In the quiet aftermath of their political careers, former ministers of Druk Nyamrup Tshogpa (DNT), who lost in the fourth parliament primary elections in November 2023, are rediscovering the rhythms of everyday life.

Some have returned to their villages to tend to family lands and build new homes, while others have become caregivers for elderly parents and relatives, babysitters for their children, and managers of household chores.

Three former ministers opted to spend more time in their constituencies. The former education minister, JB Rai, finds himself enjoying a simple, fulfilling moments of daily life away from the public eye. He has been living in his village in Pachu, about 5.1 kilometers from Phuentsholing town, since January this year, taking care of his 8-acre ancestral land, his 97 and 92-year-old grandparents, and an 85-year-old speech-impaired woman.

Former Minister for Economic Affairs, Loknath Sharma, taking his father, who is unwell, to his village in Dorokha, Samtse

“Since no able persons or siblings are there to look after my inherited land, which is turning into a forest, I returned home to cultivate crops and plant fruit trees as well as attend to my grandparents,” JB Rai said, adding that he could not support them physically when he was serving the nation. “This is the right time to pay back through humble service. I am not only involved in farming. I am also the cook.”

His wife, who is a teacher, is living in Thimphu with their children. “I don’t have to worry about my family,” he said. 

Living in the village, the former minister also helps and guides farmers in plantations, education, forest, and livestock-related issues. “I am enjoying the spirit of rural life,” he said.

Former Minister for Economic Affairs, Loknath Sharma, is often seen driving a Bolero pickup truck in his hometown in Dorokha and along the Samtse-Phuentsholing highway ferrying construction materials. “The Bolero belongs to my nephew, and when I am in the village, I drive and fetch goods from Phuentsholing whenever required,” he said.

He uses his wife’s small Alto car when he is in Thimphu to drop and pick up his son from school. He cleans the house and does household chores while his wife is busy teaching at the school.

Lyonpo dreb (former minister) Loknath Sharma had a difficult time catching up after completing his five-year tenure as a minister since he didn’t have any business establishments to fall back on. “However, my ailing parents kept me engaged in the village,” he said, adding that he stayed about a month in Sarpang, where his mother passed away after the elections.

Today, lyonpo dreb travels back and forth (Thimphu-Dorokha) to look after his 84-year-old father, who is seriously ill. “From minister to becoming a commoner is not easy. But we have to accept the reality and spend our life where we grew up and were brought up,” he lamented.

Former Agriculture Minister Yeshey Penjor is busy constructing a four-storied commercial building in his village in Chukarpo near Tshangkha, Trongsa. He is also into farming on his 3-acre land, where he has developed an orchard and cultivated mixed fruit trees.

Records shown:
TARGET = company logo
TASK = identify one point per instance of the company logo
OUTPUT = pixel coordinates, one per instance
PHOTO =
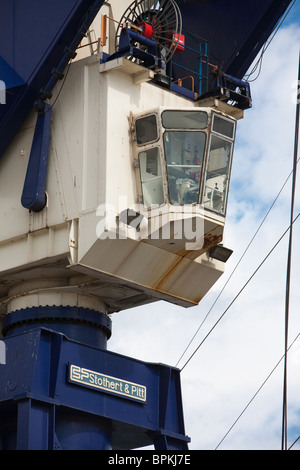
(106, 383)
(2, 353)
(2, 92)
(296, 92)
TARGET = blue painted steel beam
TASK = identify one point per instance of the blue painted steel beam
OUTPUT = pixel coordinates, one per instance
(42, 409)
(34, 192)
(235, 31)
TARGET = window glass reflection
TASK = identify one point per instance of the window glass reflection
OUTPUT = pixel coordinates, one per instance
(223, 126)
(184, 157)
(151, 177)
(146, 130)
(217, 175)
(184, 119)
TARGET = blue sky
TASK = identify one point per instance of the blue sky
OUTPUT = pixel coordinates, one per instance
(233, 363)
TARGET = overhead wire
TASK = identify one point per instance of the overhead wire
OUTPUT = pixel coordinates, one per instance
(288, 273)
(255, 395)
(240, 291)
(238, 263)
(258, 63)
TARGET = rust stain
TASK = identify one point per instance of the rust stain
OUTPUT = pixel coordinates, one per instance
(158, 286)
(209, 242)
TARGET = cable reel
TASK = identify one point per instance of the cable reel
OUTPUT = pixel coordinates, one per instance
(156, 21)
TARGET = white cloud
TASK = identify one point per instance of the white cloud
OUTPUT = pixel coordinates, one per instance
(243, 349)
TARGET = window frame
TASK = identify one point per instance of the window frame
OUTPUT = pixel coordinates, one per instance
(230, 140)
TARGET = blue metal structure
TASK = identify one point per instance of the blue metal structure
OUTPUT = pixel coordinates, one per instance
(49, 397)
(60, 388)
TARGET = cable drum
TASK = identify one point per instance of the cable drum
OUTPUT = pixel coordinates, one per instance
(160, 21)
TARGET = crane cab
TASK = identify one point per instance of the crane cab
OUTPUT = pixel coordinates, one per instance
(183, 157)
(183, 162)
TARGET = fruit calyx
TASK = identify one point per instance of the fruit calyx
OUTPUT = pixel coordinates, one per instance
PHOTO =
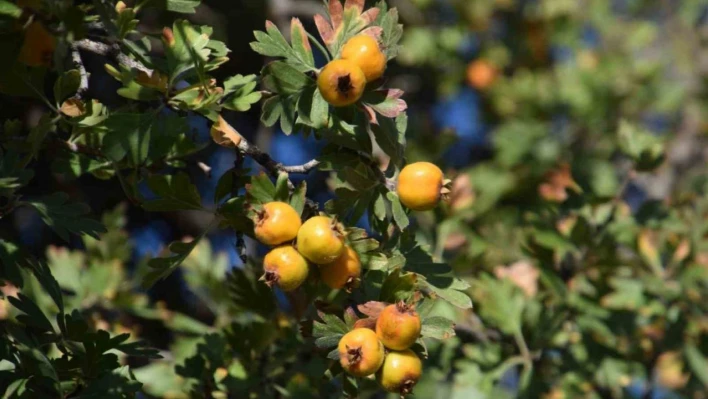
(403, 307)
(407, 387)
(344, 85)
(354, 355)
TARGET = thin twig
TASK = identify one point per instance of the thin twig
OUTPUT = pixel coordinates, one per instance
(301, 169)
(274, 168)
(113, 51)
(76, 57)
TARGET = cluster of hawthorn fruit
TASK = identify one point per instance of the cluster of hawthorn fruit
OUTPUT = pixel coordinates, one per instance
(320, 240)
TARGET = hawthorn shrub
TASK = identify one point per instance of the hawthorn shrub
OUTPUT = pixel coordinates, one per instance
(557, 184)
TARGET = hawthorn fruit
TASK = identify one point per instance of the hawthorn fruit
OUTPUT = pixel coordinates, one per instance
(276, 223)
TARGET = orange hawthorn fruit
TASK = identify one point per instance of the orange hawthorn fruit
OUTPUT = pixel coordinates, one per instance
(343, 272)
(398, 326)
(400, 372)
(285, 267)
(341, 83)
(364, 51)
(360, 352)
(420, 185)
(276, 223)
(321, 240)
(481, 74)
(38, 47)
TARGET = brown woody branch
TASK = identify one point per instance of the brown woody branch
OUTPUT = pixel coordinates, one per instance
(76, 57)
(265, 160)
(112, 51)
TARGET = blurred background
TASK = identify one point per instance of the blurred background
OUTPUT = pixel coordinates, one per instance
(520, 101)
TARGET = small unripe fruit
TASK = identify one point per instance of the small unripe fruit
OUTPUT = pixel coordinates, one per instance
(360, 352)
(341, 83)
(320, 240)
(420, 185)
(398, 326)
(38, 46)
(343, 272)
(276, 223)
(400, 372)
(364, 51)
(285, 267)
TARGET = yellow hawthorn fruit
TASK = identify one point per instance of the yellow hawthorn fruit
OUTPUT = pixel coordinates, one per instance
(481, 74)
(400, 372)
(320, 240)
(343, 272)
(364, 51)
(419, 186)
(276, 223)
(38, 46)
(341, 83)
(285, 267)
(360, 352)
(398, 326)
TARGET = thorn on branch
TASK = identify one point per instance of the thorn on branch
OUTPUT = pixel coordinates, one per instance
(78, 62)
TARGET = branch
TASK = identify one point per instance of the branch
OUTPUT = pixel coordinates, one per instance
(113, 51)
(273, 167)
(76, 57)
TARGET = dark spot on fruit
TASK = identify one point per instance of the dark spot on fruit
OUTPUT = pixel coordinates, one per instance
(344, 85)
(271, 278)
(354, 355)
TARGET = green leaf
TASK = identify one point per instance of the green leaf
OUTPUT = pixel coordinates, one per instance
(189, 50)
(127, 135)
(73, 165)
(239, 93)
(301, 44)
(643, 147)
(272, 43)
(387, 103)
(33, 315)
(698, 362)
(503, 303)
(249, 294)
(261, 189)
(181, 6)
(65, 217)
(14, 175)
(437, 327)
(160, 268)
(398, 286)
(176, 192)
(282, 78)
(39, 133)
(392, 31)
(390, 138)
(279, 108)
(282, 191)
(298, 199)
(329, 331)
(66, 85)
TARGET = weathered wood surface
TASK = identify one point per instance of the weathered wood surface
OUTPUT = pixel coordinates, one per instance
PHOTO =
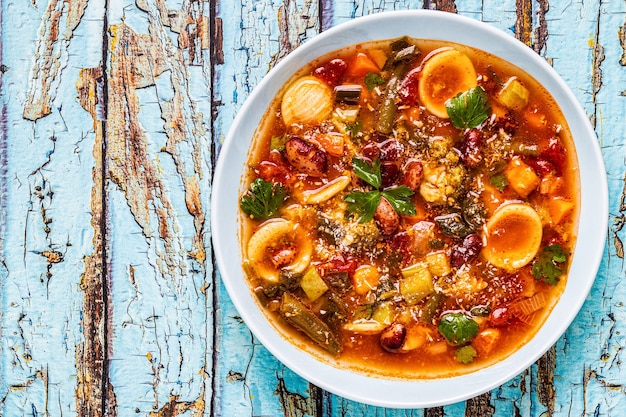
(111, 118)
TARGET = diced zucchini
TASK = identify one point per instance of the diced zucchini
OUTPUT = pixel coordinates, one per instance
(513, 94)
(312, 284)
(416, 283)
(384, 313)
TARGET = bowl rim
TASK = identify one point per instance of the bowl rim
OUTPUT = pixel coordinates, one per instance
(421, 393)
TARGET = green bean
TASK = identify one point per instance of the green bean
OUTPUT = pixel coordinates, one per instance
(303, 319)
(388, 106)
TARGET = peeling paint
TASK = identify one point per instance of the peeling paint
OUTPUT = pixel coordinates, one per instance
(294, 24)
(50, 53)
(94, 395)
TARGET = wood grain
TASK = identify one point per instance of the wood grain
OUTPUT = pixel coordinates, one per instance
(112, 114)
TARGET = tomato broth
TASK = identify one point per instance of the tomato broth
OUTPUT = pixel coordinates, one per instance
(410, 208)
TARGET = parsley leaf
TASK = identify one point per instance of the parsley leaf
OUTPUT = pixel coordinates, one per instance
(372, 80)
(458, 328)
(263, 199)
(363, 204)
(500, 181)
(547, 265)
(465, 354)
(353, 129)
(469, 108)
(368, 172)
(398, 197)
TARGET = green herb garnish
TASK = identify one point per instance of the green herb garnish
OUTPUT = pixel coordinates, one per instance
(547, 265)
(364, 203)
(469, 108)
(465, 354)
(372, 80)
(368, 172)
(353, 129)
(500, 181)
(263, 199)
(458, 328)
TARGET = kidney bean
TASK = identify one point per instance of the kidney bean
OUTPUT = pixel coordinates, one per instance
(332, 71)
(541, 166)
(555, 154)
(467, 251)
(392, 338)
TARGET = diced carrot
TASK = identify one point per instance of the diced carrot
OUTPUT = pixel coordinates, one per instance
(486, 341)
(416, 337)
(522, 178)
(361, 65)
(559, 208)
(378, 56)
(365, 278)
(331, 143)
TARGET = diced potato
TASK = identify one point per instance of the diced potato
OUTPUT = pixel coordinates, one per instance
(416, 337)
(559, 208)
(521, 177)
(384, 313)
(513, 94)
(378, 56)
(438, 263)
(551, 184)
(416, 283)
(486, 341)
(312, 284)
(365, 279)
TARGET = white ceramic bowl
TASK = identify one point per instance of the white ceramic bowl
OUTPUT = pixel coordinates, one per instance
(378, 390)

Short exercise 1:
Return the passage of the article on former DNT ministers from "Former Minister for Economic Affairs, Loknath Sharma, is" up to and including "after the elections.".
Short exercise 2:
Return each line of the listing that contains the word "green".

Finished answer 1:
Former Minister for Economic Affairs, Loknath Sharma, is often seen driving a Bolero pickup truck in his hometown in Dorokha and along the Samtse-Phuentsholing highway ferrying construction materials. “The Bolero belongs to my nephew, and when I am in the village, I drive and fetch goods from Phuentsholing whenever required,” he said.

He uses his wife’s small Alto car when he is in Thimphu to drop and pick up his son from school. He cleans the house and does household chores while his wife is busy teaching at the school.

Lyonpo dreb (former minister) Loknath Sharma had a difficult time catching up after completing his five-year tenure as a minister since he didn’t have any business establishments to fall back on. “However, my ailing parents kept me engaged in the village,” he said, adding that he stayed about a month in Sarpang, where his mother passed away after the elections.

Finished answer 2:
TARGET = green leaf
TASK = identify one point per instance of the green leaf
TARGET = green bean
TASK = identify one point per instance of the green bean
TARGET = green herb garnish
TASK = identify one point per instance of the green herb garnish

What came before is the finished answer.